_PASSAGE_

***

So no one complained when Blake decided to spend the weekend at his second home in Sea Island, Ga., with his family. (Of course, holiday or no holiday, he still showed up in his Atlanta office on Labor Day to do what he usually does on Sundays: read emails and handwrite some 200 notes to top-performing employees.)
It’s a good thing he had the break: The next morning, at about 9:20, Home Depot’s general counsel, Teresa Roseborough, called Blake with the type of message every executive dreads. It appeared that the company’s computer systems had been infiltrated. Home Depot (hd) would soon discover that some 56 million credit card numbers had been exposed to hackers. Not only was it a potentially devastating blow for the company, but it was also a last-second black mark on a nearly unblemished executive tenure.
So how did Blake react? Let’s start by thinking about what he could have done. He easily could have handed off the problem to his successor. After all, Blake had already announced the transition—why not let the new guy earn his stripes? He could have clammed up, afraid that any admission of guilt would tarnish his reputation and leave Home Depot more vulnerable to the lawsuits that had already begun to pour in. He could have placed the blame on the foreign hackers themselves, or on the U.S. government, or argued that it happened to everyone (which it lately has seemed to), or publicly guillotined the executives who had failed to keep the intruders out.
Blake didn’t do any of that. Instead, he acted the same way he has acted for the past seven-plus years when faced with a challenge: He took full responsibility, empowered his team to fix the problem, and kept the focus where it needed to be, squarely on the customer. Within a few hours of that initial phone call, the company apologized to its customers in a statement—mercifully free of mealy-mouthed corporate jargon—on its website and assured them that they would not be liable for any fraudulent charges. “We know these types of incidents can cause frustration and concern,” the statement read, “and we apologize for that.” Five days later another apology came, this one from Blake personally.
Says the usually crusty Langone of Blake: “He is one of the finest human beings I have ever been blessed to know.”
Rather than put Menear on the hot seat, Blake took charge of the breach response. He backed up his chief information officer, Matt Carey, and spent time in the “incident response” room set up on the 20th floor of Home Depot headquarters. Meanwhile Blake empowered Menear to begin taking the operational reins of the company. And the blame? Well, Blake took that on too. “I made a lot of mistakes before this,” he says today, with characteristic modesty, “but this may have been a more visible one.”
The breach was, unquestionably, a disaster. It revealed a vulnerability deep at the heart of one of America’s most important retailers, and it’s still not clear what impact, if any, it will have on the company’s results. Yet Blake’s response to the breakdown matches his approach to running Home Depot—an approach few foresaw when the board abruptly named him to replace Bob Nardelli in 2007. He tackled the hack with the same forthrightness, humor, and humility that he has displayed in reviving Home Depot.

***

_Stored data entries_
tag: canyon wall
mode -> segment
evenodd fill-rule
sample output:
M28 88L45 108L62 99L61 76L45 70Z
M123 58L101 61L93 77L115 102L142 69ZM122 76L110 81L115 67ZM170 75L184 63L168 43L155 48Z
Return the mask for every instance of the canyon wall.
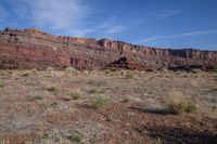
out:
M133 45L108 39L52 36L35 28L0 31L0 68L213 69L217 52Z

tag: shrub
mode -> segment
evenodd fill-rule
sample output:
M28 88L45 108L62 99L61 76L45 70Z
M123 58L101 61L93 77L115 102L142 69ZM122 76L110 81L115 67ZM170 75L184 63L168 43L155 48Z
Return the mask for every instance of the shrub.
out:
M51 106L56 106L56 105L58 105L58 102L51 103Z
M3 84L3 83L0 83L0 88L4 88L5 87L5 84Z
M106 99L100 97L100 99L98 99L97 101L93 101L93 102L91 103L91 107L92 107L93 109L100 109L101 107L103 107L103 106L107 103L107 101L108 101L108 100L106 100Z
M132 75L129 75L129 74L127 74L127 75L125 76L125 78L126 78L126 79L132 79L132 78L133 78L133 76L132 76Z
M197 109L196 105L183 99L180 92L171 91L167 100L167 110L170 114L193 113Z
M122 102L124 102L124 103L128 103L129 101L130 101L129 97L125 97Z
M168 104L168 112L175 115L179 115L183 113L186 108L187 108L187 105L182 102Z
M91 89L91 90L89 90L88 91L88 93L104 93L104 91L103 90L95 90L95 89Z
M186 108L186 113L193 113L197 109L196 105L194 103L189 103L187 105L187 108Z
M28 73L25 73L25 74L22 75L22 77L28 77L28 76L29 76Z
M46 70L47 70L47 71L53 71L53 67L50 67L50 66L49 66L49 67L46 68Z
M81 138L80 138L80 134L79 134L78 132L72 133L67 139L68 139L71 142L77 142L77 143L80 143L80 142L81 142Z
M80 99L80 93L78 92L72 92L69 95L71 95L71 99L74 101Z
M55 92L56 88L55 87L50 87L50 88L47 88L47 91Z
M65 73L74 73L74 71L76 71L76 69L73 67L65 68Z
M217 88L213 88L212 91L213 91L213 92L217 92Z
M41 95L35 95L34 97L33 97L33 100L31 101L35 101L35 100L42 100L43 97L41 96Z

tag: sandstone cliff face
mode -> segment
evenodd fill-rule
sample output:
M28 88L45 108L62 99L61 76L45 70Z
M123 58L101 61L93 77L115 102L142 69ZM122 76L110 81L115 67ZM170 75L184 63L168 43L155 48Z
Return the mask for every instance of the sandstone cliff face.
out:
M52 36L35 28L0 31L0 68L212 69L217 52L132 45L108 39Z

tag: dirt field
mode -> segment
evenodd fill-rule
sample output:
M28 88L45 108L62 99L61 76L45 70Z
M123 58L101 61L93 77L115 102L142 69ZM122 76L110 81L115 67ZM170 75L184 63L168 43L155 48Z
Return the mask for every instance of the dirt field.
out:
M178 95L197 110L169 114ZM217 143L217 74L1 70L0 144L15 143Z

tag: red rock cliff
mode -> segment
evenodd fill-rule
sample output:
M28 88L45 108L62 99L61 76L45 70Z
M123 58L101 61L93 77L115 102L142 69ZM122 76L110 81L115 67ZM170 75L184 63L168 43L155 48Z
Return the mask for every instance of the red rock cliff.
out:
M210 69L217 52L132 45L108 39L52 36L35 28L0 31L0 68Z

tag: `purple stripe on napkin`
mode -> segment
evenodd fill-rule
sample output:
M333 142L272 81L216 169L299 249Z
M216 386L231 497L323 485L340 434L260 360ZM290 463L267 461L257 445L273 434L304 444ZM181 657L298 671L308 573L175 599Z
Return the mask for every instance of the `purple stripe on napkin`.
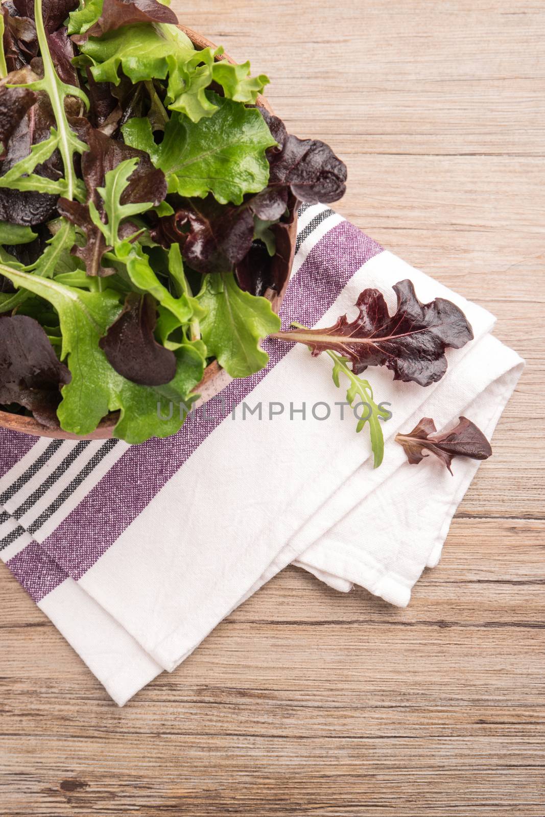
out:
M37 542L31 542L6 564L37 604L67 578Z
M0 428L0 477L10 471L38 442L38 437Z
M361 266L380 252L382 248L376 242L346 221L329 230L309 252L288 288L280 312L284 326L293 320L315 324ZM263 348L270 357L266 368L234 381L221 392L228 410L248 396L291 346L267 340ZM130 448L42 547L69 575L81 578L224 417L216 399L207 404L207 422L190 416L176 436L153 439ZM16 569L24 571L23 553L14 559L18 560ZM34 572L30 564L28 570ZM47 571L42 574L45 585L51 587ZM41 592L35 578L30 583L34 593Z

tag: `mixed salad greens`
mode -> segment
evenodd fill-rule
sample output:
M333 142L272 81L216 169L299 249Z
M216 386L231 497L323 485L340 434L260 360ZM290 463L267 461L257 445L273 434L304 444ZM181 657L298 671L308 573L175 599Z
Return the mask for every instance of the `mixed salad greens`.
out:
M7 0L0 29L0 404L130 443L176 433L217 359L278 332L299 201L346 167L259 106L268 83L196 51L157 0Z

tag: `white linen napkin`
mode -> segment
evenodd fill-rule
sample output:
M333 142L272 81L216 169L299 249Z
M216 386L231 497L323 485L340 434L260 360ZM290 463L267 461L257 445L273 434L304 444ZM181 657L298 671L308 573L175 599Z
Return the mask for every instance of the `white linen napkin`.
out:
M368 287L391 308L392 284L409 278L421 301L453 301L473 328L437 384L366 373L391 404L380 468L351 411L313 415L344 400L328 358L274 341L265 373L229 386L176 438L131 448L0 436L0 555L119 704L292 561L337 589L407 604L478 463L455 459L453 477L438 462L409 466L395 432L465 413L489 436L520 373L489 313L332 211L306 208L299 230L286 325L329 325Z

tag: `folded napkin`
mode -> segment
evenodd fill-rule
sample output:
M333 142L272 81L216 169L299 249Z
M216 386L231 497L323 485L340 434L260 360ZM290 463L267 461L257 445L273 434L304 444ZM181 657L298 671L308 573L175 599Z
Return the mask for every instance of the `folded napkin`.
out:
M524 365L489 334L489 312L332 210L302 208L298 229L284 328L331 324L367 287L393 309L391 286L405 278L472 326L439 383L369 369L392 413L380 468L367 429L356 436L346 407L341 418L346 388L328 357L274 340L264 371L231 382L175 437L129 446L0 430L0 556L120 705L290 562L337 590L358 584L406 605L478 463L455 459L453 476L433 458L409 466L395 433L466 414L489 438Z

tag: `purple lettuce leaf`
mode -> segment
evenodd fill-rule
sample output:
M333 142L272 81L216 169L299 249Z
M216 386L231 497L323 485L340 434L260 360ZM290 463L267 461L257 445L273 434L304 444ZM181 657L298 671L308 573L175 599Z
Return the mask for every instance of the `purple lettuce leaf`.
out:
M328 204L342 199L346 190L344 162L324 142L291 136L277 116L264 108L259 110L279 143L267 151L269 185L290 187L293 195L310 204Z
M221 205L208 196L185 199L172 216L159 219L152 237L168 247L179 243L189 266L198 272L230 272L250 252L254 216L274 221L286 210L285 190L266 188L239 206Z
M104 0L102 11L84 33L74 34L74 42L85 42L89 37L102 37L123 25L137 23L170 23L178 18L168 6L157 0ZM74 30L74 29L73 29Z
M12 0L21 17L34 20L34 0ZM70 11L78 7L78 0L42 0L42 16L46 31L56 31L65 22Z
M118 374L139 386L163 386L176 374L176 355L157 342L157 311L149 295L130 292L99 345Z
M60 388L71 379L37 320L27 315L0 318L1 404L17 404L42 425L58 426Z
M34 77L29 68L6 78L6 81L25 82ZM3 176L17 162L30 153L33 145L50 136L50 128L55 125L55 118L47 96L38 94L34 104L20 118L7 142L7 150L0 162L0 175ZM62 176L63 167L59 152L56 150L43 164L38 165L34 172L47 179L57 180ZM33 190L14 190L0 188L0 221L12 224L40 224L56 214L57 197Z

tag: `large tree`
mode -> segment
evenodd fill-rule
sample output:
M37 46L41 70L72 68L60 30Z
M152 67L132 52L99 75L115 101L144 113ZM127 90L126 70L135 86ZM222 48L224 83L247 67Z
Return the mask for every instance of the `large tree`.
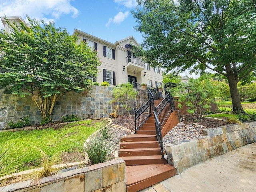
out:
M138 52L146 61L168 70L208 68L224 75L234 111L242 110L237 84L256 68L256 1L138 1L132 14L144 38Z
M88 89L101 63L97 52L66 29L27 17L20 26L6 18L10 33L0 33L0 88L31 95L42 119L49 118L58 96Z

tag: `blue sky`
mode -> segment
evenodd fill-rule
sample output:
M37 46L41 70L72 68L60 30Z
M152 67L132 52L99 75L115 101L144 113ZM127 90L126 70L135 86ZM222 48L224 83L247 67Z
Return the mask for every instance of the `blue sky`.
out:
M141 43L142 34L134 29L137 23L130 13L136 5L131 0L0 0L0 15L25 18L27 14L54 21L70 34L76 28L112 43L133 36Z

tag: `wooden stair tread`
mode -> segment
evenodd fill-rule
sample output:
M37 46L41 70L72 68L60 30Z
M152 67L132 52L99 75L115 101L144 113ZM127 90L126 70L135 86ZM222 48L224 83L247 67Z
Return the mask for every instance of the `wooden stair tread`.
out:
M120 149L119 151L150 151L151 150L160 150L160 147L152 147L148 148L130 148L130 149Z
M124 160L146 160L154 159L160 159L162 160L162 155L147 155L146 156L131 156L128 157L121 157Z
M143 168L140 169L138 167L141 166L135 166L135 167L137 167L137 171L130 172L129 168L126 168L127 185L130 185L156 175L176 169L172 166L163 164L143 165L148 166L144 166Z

***

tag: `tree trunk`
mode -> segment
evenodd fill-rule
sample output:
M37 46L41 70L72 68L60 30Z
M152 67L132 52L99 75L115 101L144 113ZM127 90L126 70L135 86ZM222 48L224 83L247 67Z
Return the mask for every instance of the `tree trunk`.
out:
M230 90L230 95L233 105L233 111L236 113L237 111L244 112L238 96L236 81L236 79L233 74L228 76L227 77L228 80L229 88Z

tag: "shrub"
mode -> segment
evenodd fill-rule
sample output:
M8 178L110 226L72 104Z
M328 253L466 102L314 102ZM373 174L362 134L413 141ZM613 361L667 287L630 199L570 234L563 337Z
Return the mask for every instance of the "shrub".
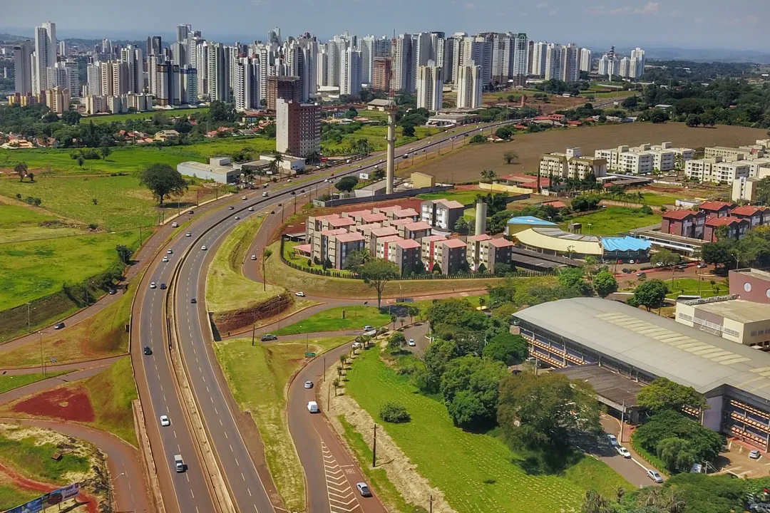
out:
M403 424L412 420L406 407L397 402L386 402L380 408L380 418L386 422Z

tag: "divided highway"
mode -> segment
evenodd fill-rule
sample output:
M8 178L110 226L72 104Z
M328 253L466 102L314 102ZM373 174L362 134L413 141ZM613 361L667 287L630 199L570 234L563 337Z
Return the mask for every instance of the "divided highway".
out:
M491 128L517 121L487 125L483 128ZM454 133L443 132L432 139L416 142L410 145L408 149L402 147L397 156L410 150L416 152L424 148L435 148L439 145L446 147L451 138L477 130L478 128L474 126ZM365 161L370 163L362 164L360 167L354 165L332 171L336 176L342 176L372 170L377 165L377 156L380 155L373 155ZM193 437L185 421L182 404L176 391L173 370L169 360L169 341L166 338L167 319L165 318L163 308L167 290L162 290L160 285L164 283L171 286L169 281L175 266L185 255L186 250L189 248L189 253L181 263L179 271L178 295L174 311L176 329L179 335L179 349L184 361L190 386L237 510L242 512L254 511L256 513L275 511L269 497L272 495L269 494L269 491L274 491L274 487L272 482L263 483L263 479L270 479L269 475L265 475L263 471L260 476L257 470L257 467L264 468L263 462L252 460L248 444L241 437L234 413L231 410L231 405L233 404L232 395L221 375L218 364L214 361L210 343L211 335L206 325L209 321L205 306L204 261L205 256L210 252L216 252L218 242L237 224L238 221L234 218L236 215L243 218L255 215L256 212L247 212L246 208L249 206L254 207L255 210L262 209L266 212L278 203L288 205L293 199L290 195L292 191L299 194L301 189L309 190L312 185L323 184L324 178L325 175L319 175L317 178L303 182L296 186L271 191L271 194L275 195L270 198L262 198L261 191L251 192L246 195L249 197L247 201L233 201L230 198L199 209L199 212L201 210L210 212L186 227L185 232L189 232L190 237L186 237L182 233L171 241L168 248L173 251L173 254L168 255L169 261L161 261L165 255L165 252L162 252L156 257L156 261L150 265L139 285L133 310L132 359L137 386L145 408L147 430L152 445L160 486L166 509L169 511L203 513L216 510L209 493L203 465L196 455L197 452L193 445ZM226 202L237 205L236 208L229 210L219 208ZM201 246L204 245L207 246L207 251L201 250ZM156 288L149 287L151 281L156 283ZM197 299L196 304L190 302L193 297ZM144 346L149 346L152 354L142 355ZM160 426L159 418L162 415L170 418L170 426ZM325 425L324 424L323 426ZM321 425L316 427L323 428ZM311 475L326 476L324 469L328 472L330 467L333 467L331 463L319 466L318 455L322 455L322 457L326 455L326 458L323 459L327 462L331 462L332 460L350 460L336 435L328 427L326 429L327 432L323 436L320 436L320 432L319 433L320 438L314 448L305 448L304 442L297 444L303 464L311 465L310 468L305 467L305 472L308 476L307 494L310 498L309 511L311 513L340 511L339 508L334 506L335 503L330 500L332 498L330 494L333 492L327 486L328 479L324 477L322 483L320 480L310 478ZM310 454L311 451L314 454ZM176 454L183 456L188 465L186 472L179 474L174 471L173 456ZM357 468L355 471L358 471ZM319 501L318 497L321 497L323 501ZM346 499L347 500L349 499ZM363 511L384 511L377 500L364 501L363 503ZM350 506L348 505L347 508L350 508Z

***

_ACTIVITY_
Answer these questions from the passage on the Home Depot breach.
1. How many credit card numbers were exposed to hackers?
2. Who was Home Depot's chief information officer?
3. Whom did the board name Blake to replace in 2007?

_REPLY_
1. Some 56 million.
2. Matt Carey.
3. Bob Nardelli.